▶ _Document excerpt_:
>> Begin

Generative Models

Consider a very simple generative model consisting of a single variable B representing the probability of a biased coin toss landing heads up. We're given a large data set of recorded coin flips and are tasked with fitting the model to the data, i.e. finding the value of B that best represents the data (or more specifically, that best represents the system from which the data was sampled).

The data set exhibits a 75% / 25% distribution between heads and tails respectively, we therefore conclude that the optimal value for our model variable B is 0.75:

$ \hat{\Bbb E}[B] = \frac{N_{heads}}{N} \tag{1}$

I.e. The proportion of flips that are heads gives the estimate 0.75 for the expected value of B.

NB. The exact expected value for B is given by:

$ B = \frac{N_{heads} + 1}{N + 2} \tag{2}$

See Estimating a Biased Coin for a derivation.

Suffice to say that for large N the estimate of B based on a simple ratio is a good one, but poor for very small values of N.

If we now run our model in generative mode (i.e. take random samples from it) we observe that approximately 75% of the tosses are heads as per the real coin, i.e. our model generates data with a distribution very similar to that of the system it is modeling. So far, so good.

Big Models

Unfortunately our coin flip model with a single variable isn't very useful. If we wish to model large datasets of images, audio, text, etc. and the complex hierarchy of structures inherent to those types of data (e.g. understanding that some subset of pixels in an image represent a kitten, another subset represent a ball of string, and that kittens and balls of string are often observed together) then we need a lot more model variables. Contemporary models may contain hundreds of millions or even billions of variables, and there is no simple mathematical expression (such as our equation 2) that will give us the optimal value for each of them. In such cases the go-to method is that of gradient following (most commonly referred to as Gradient Descent).

Gradient Descent

The basic idea is that we have some means of measuring the quality of a given model with respect to some goal, i.e. what we want the model to do. Using such a quality metric we can determine, for any given single model parameter, how the model quality changes with small changes to that parameter. We can then make lots of tiny incremental updates to the each of the millions of parameters and slowly 'nudge' the model towards the desired goal. It turns out this approach can work very well, although caveats apply.

>> End

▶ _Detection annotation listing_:

>> Begin

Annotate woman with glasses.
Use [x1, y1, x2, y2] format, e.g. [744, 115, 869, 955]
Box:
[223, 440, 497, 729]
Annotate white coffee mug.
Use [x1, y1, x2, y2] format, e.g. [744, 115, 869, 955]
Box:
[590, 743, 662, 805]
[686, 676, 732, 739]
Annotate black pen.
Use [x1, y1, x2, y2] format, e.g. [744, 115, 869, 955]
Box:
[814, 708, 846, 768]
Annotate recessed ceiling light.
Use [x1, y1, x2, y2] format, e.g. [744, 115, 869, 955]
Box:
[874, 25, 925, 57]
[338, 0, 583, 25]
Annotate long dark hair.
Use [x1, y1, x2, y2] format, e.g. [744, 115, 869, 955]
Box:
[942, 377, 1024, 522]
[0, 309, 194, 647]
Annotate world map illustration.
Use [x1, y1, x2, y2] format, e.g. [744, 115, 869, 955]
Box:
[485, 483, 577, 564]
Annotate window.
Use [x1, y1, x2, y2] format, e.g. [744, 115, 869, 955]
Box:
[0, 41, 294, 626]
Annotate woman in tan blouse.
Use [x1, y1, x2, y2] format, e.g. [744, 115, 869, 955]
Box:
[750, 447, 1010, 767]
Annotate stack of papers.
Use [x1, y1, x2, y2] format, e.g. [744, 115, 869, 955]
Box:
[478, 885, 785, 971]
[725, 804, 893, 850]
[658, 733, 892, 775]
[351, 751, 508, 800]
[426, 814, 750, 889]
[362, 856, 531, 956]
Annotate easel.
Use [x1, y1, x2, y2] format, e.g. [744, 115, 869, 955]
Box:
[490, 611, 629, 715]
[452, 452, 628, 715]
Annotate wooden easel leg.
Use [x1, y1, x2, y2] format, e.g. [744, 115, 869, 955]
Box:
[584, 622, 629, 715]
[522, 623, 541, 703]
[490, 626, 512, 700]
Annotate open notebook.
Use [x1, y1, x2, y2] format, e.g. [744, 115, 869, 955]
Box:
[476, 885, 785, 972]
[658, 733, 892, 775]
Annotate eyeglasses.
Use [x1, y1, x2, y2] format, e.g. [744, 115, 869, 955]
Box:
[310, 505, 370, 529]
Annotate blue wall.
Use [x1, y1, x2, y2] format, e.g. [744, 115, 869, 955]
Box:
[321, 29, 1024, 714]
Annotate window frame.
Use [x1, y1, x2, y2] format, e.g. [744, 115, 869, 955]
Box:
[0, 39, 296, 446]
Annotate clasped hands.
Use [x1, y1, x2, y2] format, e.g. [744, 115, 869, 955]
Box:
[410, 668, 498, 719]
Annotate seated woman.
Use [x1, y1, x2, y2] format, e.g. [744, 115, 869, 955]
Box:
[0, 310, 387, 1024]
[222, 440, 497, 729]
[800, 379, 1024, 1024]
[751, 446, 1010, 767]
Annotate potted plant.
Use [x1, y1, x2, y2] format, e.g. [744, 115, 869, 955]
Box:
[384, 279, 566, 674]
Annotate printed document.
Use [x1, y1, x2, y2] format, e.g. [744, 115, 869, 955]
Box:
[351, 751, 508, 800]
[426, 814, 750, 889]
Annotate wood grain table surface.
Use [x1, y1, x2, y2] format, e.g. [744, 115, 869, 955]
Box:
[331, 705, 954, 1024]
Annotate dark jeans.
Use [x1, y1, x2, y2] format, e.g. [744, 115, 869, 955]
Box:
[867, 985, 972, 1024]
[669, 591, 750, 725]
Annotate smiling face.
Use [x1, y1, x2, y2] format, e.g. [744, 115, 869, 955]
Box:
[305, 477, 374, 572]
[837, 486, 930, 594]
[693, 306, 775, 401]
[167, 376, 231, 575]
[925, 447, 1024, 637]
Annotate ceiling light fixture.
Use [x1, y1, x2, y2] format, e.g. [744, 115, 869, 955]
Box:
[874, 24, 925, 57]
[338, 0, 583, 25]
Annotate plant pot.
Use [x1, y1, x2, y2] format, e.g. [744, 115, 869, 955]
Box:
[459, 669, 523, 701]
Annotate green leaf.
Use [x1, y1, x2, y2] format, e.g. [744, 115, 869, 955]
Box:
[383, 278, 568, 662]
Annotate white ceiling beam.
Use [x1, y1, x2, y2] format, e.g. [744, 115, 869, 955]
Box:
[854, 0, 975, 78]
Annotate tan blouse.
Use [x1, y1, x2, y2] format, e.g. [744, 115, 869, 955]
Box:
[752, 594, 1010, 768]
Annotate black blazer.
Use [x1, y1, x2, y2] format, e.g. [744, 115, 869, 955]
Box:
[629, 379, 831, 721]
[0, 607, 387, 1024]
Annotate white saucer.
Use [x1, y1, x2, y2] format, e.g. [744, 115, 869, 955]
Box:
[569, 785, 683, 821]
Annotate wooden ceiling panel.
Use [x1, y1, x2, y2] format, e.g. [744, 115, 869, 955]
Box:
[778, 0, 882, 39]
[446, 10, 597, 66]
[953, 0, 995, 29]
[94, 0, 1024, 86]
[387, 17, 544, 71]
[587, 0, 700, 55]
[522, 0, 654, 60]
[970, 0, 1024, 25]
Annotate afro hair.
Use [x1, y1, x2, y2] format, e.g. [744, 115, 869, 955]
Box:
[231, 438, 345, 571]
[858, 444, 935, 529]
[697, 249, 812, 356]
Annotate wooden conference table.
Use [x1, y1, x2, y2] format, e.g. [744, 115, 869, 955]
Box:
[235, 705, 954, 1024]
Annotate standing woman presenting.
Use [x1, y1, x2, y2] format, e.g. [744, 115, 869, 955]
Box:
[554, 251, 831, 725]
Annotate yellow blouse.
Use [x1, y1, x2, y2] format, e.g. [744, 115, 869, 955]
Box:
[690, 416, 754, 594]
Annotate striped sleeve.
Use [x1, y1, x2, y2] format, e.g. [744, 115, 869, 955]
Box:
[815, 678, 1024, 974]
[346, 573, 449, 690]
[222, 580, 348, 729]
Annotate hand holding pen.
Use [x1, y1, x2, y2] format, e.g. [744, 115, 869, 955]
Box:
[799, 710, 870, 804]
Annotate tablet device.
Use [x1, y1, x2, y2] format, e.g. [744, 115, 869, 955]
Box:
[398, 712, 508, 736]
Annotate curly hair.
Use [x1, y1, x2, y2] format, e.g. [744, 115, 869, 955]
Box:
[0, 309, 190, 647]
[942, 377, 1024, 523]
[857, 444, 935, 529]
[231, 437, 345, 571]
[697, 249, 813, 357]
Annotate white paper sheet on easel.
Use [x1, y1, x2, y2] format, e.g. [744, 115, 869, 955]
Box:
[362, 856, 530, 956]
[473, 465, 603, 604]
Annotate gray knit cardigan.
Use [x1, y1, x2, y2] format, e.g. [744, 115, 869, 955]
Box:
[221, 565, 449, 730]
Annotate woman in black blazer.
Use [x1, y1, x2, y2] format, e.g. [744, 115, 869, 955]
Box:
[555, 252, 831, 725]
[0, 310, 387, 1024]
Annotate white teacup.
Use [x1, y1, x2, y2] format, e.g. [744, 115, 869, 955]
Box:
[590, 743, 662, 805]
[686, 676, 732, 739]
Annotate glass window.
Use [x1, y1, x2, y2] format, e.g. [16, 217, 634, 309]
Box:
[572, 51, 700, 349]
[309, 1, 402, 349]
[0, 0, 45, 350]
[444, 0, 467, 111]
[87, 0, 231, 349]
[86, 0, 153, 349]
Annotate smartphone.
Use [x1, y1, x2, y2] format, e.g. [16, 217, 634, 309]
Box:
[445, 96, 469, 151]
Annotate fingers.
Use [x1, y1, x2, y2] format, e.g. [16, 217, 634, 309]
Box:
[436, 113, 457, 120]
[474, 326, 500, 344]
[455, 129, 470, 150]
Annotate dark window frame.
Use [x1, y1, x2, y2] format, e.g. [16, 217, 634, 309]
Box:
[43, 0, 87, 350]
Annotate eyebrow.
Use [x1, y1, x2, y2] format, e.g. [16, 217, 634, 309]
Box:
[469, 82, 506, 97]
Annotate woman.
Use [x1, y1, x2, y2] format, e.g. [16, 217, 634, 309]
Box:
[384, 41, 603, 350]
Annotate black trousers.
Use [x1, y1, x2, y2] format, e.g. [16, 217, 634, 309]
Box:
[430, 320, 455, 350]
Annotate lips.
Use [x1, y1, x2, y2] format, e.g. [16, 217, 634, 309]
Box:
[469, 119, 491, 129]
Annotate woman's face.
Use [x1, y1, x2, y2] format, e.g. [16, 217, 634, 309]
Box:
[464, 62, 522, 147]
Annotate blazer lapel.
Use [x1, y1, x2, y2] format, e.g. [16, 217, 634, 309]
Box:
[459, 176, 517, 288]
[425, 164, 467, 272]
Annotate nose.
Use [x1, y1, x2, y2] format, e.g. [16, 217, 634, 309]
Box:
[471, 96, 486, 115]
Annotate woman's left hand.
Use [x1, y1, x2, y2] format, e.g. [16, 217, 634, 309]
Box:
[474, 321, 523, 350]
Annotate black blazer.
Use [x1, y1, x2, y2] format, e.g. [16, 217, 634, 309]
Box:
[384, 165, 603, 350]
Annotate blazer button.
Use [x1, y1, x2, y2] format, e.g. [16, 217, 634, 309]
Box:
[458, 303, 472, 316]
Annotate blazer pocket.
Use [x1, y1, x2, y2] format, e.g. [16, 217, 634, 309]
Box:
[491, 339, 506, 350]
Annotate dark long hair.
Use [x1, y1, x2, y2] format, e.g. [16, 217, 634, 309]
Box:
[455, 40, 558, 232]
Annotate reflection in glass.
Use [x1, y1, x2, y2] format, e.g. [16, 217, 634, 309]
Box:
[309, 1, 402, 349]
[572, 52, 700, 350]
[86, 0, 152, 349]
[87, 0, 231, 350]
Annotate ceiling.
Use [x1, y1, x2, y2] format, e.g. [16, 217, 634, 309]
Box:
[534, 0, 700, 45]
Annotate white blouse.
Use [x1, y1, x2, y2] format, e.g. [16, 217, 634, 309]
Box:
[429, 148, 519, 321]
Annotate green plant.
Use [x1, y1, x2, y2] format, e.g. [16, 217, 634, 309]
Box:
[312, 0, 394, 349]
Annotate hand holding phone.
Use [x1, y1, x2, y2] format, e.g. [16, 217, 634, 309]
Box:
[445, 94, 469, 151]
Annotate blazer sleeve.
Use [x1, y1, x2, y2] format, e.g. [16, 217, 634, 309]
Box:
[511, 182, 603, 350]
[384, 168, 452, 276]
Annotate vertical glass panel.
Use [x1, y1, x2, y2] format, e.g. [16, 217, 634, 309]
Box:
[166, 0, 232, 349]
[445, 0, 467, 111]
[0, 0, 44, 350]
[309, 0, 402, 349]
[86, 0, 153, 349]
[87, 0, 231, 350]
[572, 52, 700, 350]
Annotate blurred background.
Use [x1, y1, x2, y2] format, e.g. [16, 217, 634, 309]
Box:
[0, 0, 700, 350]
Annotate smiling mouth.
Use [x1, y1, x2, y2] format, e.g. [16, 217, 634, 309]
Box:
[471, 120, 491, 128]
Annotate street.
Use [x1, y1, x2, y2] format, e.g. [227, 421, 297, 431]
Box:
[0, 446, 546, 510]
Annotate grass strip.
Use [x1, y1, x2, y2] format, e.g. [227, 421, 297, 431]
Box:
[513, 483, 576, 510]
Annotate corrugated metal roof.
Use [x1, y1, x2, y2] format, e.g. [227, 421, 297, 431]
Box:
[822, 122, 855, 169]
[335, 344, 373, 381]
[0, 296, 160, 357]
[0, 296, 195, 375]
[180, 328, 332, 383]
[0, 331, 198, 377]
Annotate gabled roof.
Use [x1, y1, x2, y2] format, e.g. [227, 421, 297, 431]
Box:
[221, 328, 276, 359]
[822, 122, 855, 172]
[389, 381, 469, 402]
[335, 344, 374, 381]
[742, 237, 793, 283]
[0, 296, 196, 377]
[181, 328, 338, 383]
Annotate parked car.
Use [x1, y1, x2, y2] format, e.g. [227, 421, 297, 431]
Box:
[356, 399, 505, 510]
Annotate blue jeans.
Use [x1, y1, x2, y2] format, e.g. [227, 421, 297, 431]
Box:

>> End

▶ _Directions_:
1) Reproduce the passage on generative models between "I.e. The proportion" and "for a derivation.", inclusive, swapping "expected value" for "mean value" wherever it occurs.
2) In the passage on generative models, what name is most commonly used for the method of gradient following?
3) State whether each statement agrees with the passage on generative models, answering yes or no and quoting the words that decide it: (a) The recorded coin flips show a 75% / 25% split between heads and tails. (b) The estimate of B based on a simple ratio is good for very small values of N. (c) Contemporary models may contain billions of variables.

▶ _The answers_:
1)
I.e. The proportion of flips that are heads gives the estimate 0.75 for the mean value of B.

NB. The exact mean value for B is given by:

$ B = \frac{N_{heads} + 1}{N + 2} \tag{2}$

See Estimating a Biased Coin for a derivation.

2) Gradient Descent.

3)
(a) Yes: "The data set exhibits a 75% / 25% distribution between heads and tails respectively"
(b) No: "for large N the estimate of B based on a simple ratio is a good one, but poor for very small values of N"
(c) Yes: "Contemporary models may contain hundreds of millions or even billions of variables"